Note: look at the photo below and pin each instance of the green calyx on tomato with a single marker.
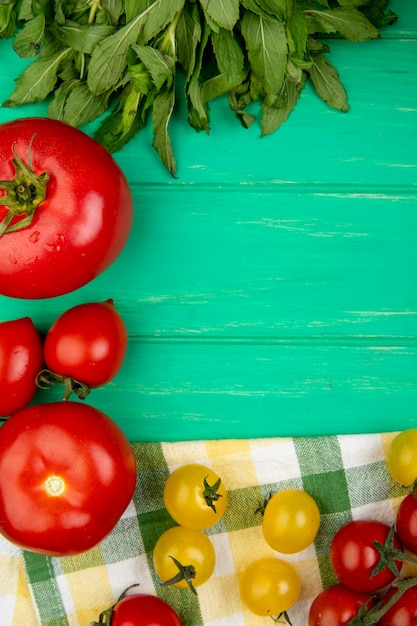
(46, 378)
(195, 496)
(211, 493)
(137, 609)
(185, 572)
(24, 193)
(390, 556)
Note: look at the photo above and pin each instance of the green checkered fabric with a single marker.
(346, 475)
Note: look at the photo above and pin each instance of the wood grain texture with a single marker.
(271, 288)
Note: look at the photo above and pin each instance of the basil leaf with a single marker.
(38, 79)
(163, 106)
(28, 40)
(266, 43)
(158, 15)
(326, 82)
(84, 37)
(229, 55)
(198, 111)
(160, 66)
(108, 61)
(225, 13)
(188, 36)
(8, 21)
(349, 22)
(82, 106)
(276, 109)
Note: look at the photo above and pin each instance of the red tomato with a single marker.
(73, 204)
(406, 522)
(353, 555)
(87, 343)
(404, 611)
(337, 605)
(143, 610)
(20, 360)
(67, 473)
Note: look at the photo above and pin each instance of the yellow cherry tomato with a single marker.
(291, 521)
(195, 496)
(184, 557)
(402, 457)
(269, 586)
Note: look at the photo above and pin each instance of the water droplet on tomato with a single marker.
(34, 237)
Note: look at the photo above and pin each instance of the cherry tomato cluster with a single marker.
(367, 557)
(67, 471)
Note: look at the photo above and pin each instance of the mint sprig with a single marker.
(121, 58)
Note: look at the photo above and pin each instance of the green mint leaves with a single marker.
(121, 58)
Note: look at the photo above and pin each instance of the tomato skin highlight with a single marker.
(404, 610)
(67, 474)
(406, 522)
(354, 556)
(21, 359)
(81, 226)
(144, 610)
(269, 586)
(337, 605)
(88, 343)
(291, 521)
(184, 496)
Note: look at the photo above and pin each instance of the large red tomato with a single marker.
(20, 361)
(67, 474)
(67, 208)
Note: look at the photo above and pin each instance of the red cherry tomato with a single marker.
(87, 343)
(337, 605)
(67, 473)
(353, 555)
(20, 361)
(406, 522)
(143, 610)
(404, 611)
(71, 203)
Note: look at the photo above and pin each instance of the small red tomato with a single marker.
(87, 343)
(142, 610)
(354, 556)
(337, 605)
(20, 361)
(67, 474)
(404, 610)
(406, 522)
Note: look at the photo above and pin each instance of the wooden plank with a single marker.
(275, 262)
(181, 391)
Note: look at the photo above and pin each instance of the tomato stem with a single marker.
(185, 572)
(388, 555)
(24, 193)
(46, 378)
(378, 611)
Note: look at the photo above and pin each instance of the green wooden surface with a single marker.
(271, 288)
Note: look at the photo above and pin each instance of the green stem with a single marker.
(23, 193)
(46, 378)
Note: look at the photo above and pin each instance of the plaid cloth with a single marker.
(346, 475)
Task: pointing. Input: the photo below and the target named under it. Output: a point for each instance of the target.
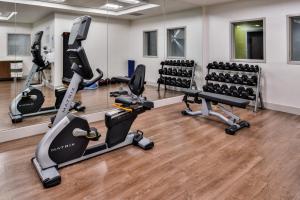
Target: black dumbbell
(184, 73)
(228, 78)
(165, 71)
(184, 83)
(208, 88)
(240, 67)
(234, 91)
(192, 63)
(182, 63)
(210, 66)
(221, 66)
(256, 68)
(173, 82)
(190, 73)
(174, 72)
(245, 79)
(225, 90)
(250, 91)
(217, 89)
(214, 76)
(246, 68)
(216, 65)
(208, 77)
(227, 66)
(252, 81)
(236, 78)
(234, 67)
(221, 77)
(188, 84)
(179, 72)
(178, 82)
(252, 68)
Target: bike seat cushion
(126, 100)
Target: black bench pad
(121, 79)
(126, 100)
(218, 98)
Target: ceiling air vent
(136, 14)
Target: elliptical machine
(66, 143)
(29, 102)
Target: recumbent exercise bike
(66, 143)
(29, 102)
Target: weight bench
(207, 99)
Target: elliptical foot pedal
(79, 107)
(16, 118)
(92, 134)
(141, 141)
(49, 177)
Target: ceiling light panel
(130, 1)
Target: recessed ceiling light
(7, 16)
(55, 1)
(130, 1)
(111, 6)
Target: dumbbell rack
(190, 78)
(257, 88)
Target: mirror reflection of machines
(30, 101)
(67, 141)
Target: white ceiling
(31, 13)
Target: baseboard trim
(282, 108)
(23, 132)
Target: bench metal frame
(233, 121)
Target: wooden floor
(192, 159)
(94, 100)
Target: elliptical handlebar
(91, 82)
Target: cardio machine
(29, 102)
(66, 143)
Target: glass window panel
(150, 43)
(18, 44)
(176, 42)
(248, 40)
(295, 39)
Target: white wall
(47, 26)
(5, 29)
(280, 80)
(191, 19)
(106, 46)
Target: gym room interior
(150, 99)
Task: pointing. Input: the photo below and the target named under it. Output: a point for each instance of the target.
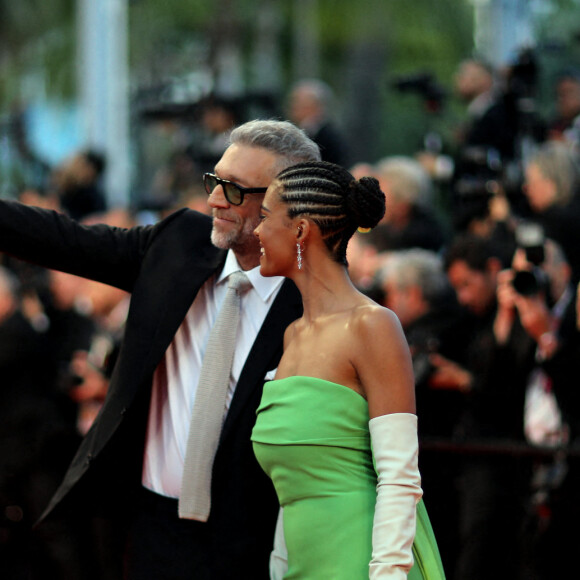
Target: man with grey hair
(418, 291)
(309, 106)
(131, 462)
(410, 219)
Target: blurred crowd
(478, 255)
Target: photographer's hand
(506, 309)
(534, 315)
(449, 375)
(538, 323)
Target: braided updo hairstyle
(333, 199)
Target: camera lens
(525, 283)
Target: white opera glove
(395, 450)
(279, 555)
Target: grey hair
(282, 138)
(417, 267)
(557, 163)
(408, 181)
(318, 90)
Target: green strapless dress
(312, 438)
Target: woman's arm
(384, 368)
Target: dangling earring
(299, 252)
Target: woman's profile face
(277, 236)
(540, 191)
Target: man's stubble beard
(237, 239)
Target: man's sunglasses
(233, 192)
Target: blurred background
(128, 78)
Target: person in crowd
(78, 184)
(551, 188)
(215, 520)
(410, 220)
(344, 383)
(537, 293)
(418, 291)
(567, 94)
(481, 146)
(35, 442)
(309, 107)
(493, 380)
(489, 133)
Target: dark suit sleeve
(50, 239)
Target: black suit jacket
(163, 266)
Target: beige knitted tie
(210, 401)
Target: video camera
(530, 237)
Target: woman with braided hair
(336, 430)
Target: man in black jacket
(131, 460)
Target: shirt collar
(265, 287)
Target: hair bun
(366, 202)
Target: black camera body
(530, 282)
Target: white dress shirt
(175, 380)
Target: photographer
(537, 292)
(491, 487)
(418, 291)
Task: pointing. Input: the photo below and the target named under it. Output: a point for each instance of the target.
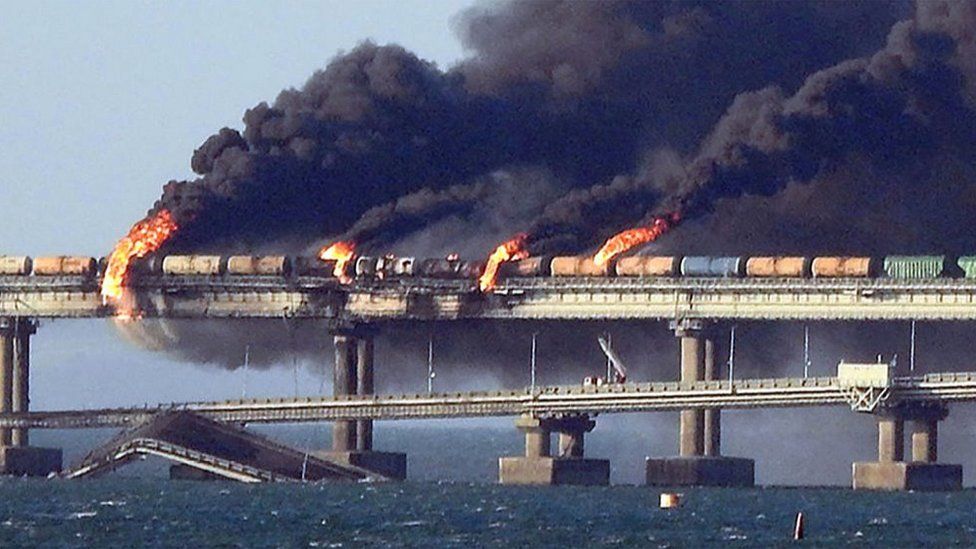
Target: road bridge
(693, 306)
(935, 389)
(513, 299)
--
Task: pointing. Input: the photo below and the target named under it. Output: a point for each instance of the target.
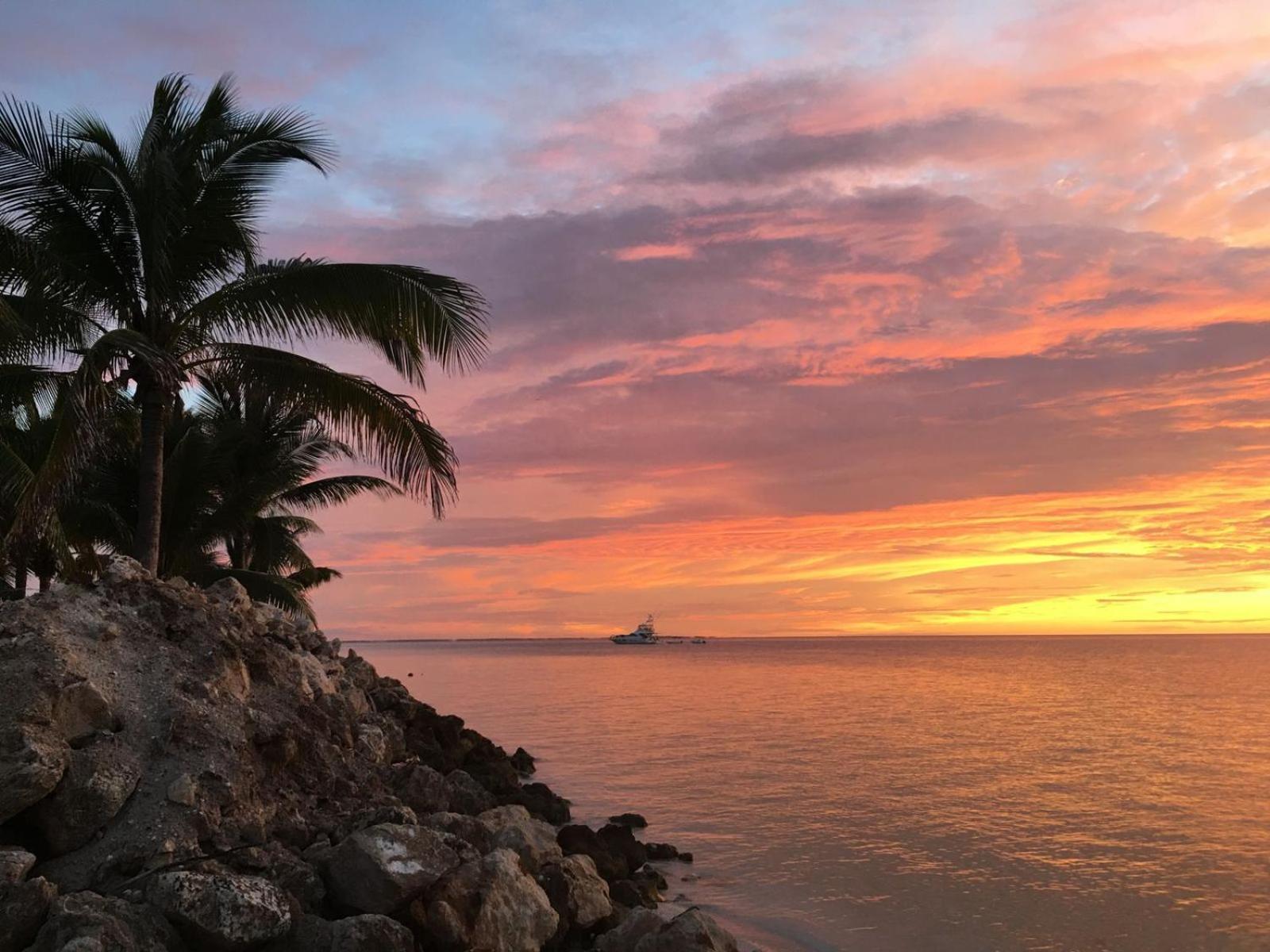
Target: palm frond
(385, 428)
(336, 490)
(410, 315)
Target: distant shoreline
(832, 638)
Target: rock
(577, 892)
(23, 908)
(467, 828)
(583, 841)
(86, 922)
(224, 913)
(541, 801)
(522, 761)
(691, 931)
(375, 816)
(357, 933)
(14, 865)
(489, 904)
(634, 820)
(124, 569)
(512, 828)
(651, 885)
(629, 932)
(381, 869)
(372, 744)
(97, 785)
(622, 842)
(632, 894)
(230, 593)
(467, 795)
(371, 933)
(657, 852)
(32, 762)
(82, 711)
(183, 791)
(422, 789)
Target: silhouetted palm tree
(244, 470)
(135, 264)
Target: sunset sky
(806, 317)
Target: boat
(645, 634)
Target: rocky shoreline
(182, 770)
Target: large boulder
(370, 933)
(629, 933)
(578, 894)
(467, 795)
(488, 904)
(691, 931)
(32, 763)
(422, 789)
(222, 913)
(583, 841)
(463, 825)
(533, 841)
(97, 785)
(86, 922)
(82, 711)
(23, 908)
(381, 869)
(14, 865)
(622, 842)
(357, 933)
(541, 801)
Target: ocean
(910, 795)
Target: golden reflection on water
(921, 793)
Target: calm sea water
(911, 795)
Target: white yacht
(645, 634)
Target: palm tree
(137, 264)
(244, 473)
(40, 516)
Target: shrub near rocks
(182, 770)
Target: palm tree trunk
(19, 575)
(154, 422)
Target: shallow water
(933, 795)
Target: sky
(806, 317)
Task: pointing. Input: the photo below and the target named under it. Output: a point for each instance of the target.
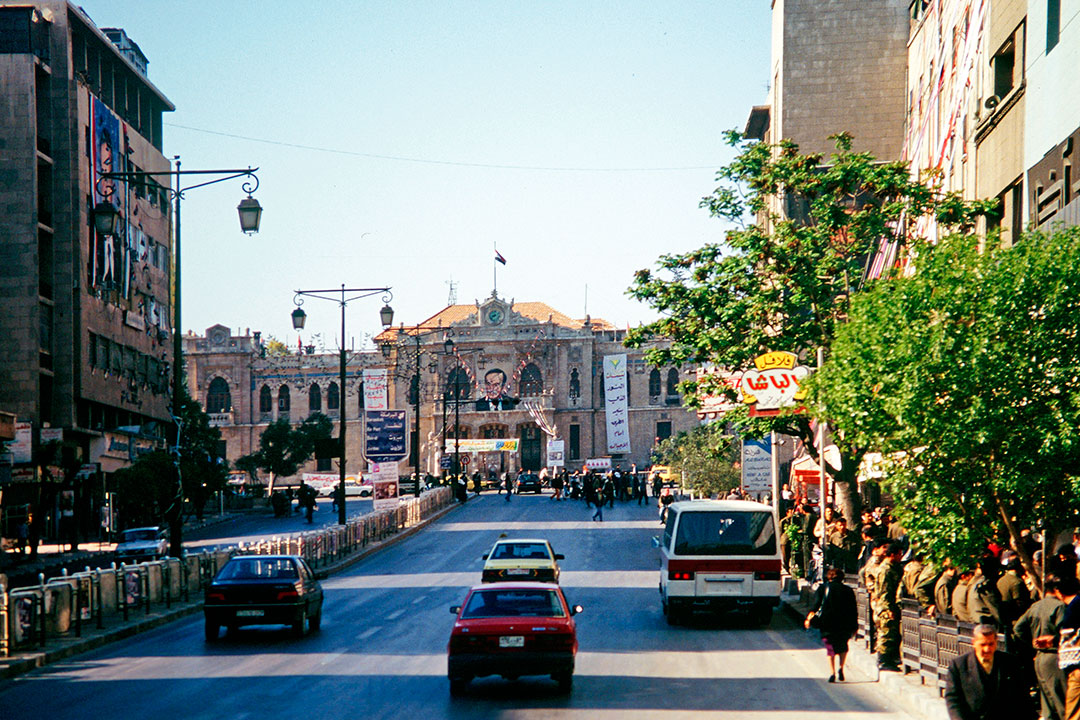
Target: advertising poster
...
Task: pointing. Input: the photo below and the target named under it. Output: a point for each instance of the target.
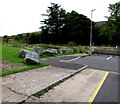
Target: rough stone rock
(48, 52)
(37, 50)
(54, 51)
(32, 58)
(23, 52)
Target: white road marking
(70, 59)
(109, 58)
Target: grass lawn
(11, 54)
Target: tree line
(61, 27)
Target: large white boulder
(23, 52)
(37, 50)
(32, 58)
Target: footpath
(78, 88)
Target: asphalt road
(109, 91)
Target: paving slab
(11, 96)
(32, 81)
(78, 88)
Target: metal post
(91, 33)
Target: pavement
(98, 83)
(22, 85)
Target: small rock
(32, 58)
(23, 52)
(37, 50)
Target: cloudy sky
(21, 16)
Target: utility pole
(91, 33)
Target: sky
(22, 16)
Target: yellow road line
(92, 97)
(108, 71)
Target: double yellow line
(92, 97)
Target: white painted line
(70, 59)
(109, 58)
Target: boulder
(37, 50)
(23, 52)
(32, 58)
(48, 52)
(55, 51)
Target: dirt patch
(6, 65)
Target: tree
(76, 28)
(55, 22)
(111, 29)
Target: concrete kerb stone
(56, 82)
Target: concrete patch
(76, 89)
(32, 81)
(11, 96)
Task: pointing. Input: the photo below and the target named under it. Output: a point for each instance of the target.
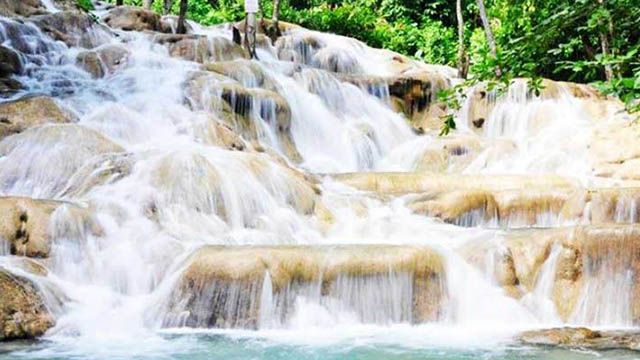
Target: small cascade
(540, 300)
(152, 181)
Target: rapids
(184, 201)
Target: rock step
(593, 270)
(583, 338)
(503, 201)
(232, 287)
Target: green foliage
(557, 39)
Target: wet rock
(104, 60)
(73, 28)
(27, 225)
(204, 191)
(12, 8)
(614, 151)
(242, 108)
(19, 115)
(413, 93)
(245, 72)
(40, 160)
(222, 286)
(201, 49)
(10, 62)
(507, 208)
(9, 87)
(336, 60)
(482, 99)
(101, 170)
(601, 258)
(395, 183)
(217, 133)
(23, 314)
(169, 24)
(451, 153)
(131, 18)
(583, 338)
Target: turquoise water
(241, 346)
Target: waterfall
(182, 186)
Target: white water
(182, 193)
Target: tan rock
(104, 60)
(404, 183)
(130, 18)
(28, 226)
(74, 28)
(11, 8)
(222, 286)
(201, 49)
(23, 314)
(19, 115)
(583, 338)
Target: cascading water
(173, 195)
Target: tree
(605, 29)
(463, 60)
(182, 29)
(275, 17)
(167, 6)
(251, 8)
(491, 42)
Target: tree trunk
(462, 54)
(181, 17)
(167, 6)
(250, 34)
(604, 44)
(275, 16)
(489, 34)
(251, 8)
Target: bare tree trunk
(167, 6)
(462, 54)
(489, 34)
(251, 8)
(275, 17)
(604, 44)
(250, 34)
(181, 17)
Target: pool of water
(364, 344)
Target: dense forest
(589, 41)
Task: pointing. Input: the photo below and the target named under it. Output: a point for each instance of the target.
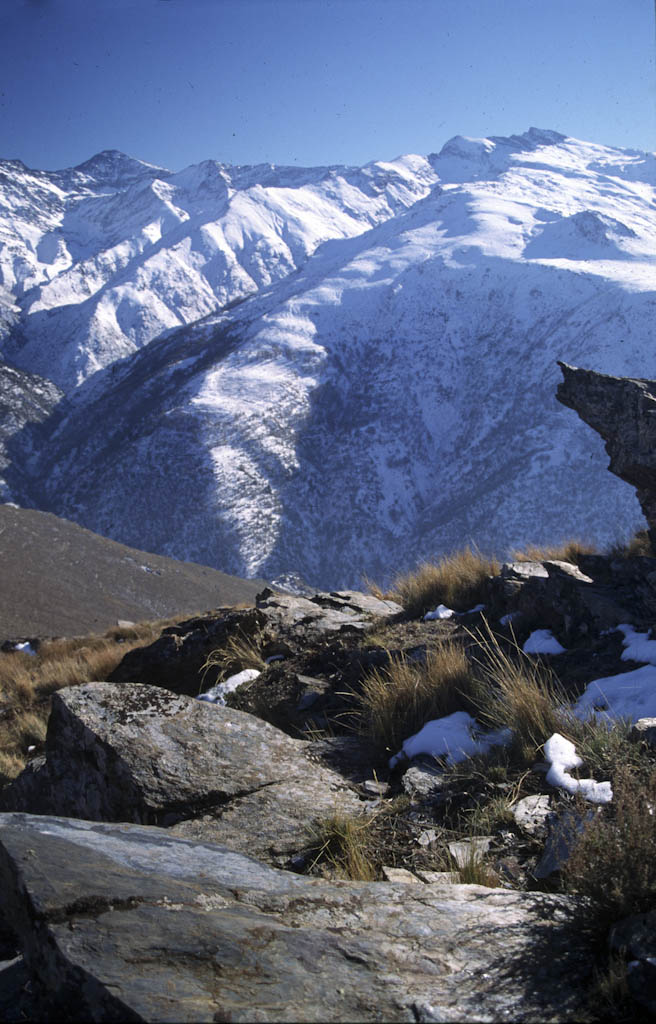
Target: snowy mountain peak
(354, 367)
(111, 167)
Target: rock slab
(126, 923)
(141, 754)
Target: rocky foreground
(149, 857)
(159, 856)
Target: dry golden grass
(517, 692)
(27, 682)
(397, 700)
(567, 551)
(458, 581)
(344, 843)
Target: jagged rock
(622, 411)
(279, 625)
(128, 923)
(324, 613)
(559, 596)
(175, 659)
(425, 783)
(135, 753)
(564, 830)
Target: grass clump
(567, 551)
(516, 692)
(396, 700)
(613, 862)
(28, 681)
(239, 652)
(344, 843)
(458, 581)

GOAL –
Locate every line in the data above that contains the word "elliptical", and copy each of those lines. The match is case-sensitive.

TASK OUTPUT –
Target: elliptical machine
Target: elliptical foot pedal
Target: elliptical handlebar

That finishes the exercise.